--- AVAILABLE DATA ---
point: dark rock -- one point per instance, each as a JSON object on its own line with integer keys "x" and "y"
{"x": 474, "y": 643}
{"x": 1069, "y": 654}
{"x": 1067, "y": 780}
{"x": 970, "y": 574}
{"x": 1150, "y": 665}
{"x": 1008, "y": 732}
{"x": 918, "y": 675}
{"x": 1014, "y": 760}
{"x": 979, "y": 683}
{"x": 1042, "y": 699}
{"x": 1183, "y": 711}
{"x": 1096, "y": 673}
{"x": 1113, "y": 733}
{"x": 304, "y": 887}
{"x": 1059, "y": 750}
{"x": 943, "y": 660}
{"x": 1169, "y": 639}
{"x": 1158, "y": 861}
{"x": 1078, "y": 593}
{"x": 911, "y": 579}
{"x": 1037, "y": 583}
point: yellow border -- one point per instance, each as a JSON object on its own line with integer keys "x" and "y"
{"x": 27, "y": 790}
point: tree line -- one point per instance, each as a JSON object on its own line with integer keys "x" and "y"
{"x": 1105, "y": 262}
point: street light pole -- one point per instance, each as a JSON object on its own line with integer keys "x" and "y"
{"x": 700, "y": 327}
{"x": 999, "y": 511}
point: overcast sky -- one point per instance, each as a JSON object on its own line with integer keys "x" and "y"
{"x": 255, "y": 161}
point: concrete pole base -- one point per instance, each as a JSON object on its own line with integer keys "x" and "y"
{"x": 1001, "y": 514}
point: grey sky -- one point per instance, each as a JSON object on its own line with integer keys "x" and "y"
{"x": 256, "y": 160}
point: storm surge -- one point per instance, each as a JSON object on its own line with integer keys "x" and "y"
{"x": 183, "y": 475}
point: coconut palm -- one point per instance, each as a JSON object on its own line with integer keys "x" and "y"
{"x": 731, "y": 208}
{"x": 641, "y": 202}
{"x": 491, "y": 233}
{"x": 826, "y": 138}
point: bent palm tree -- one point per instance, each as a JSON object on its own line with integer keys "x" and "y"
---
- WORK INSTRUCTIONS
Return verbatim each line from the one that mentions "point: concrete pole" to the end of the entries, inclusive.

- RESPONSE BOX
point: concrete pole base -- one point per instance, each as a JSON object on its own line with integer keys "x" and "y"
{"x": 1001, "y": 514}
point: grey sky -- one point per instance, each as a JSON object on its own line with integer keys "x" and "y"
{"x": 256, "y": 160}
point: storm surge -- one point per instance, each as a JSON object on its own line with integer keys "x" and "y"
{"x": 183, "y": 475}
point: coconut palm -- one point per instance, each as a JSON object on its own line with integer keys "x" and "y"
{"x": 731, "y": 208}
{"x": 641, "y": 202}
{"x": 491, "y": 233}
{"x": 826, "y": 138}
point: bent palm tree -- one point per instance, each as a JSON object on its own line with integer keys "x" and "y"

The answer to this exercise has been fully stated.